** Begin Document section **

Pia, you done fucked up.  I realize you believe that’s impossible, and you do go on to explain that you’re talking about trivial stuff like making mistakes at work because women are “new” to many careers and don’t have experience which “hasn’t been doled out evenly”, which is sort of… interesting, because we all enter the world naked and hungry and we all arrive at our first job completely and entirely unexperienced.

But patriarchal logic aside, we should understand the rules of fighting: “I can read you to filth without attacking physical appearance, like history so often has with women, or using gendered/coded insults.”   Because, again, history never does this to men… right, I forgot, systemic and only in one direction.  Well, what about this then?  The choice of insult is irrelevant to the validity of an argument.  If you insult in non-gendered, non-appearance attacking ways, you’re still issuing insults.  You haven’t achieved some get out of jail free card because you yourself made a rule about proper and improper insults and then followed them.   Insults have a rhetorical purpose and it’s not a nice one.  They attack the person, no matter you never mentioned gender or appearance, and serve the purpose of allowing you to just skip the part where you ever have to prove your point.  If my purpose is to insult someone rather than prove my point, a gendered insult is as good as any other.

Feminism is not about your appearance.

Of course not.   I’m pretty sure it’s actually about concocting pure fiction and then being really mad about it.  (See the next point.)

** End Document section **

* _Objective 1_
How many lines of the records below contain the string "light"? Reply with the number only.

** Begin Data to use **

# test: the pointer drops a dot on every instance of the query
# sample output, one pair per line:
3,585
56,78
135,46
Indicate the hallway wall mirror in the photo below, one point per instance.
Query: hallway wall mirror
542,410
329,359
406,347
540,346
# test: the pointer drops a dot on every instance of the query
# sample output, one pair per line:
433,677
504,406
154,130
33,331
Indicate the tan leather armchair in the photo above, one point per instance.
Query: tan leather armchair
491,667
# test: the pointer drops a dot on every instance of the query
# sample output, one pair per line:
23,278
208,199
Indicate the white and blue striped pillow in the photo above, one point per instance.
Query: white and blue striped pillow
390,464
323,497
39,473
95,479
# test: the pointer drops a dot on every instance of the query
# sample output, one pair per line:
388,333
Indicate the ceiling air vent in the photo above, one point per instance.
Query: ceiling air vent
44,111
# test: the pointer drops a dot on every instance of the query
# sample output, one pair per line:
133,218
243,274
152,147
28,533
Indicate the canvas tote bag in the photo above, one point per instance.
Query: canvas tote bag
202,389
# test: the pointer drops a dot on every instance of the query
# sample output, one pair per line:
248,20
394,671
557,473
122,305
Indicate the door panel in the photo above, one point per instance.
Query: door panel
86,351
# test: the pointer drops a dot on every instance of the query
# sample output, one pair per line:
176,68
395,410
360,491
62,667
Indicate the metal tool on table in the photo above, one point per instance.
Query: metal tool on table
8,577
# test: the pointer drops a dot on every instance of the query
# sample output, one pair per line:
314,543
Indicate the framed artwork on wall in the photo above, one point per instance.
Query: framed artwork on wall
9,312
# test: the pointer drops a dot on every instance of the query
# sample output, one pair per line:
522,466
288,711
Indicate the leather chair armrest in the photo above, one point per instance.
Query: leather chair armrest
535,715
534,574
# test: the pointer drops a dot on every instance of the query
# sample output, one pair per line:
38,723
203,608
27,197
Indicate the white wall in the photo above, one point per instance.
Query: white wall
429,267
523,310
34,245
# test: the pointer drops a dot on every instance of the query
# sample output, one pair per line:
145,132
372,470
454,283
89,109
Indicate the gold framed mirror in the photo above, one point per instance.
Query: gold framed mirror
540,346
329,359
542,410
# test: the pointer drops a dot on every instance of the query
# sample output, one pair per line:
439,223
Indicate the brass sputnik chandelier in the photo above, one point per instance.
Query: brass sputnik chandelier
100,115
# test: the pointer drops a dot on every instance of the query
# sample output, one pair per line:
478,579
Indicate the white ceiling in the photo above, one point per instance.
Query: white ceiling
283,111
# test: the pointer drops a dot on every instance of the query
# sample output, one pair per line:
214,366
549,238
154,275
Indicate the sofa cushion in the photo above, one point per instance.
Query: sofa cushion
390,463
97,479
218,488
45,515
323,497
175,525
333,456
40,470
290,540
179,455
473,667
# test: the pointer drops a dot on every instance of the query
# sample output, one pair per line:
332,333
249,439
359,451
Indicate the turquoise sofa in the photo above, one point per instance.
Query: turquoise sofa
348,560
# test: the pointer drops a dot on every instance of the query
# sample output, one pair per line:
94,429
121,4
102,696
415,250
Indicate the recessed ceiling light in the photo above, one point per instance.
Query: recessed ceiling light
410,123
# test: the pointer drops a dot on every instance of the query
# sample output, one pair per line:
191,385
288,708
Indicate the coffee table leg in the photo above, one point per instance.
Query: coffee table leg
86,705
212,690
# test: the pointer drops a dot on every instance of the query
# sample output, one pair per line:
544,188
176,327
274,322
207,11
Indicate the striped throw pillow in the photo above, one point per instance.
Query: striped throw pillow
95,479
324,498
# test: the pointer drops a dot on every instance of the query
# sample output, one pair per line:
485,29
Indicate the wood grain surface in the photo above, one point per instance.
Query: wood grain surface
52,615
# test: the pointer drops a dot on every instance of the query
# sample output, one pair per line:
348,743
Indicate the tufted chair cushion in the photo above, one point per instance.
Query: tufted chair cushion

** End Data to use **

* _Objective 2_
Continue the essay on feminism and insults from its last sentence.

* _Written reply 1_
2

* _Written reply 2_
Feminism is not automatically pro-abortion.

“Ultra-conservatives like to paint ugly pictures of so-called feminazis sneaking into the bedrooms of pregnant women at night and forcing abortions upon them. We know this is bullshit,…”

Yes, so do we.

Just as we know that “feminists” like to paint ugly pictures of so-called pro-lifers impregnating women against their will, locking them up, and making them carry to term.  Apparently feminists make up both versions of this story, the one where ultra-conservatives lie about an abortion squad sneaking into your house and forcing an abortion on you, and also the lie about women being made to have babies against their wills.

No one thinks that a woman shouldn’t have a choice.  As Maisie said, “Isn’t that like everyone?”  Yes, it is.   So is belief in bodily autonomy.  That’s like… everyone.

Since no one wants to force any woman to reproduce if she does not want to reproduce the question comes down to when in the reproductive process those choices are made and how that bodily autonomy is exercised.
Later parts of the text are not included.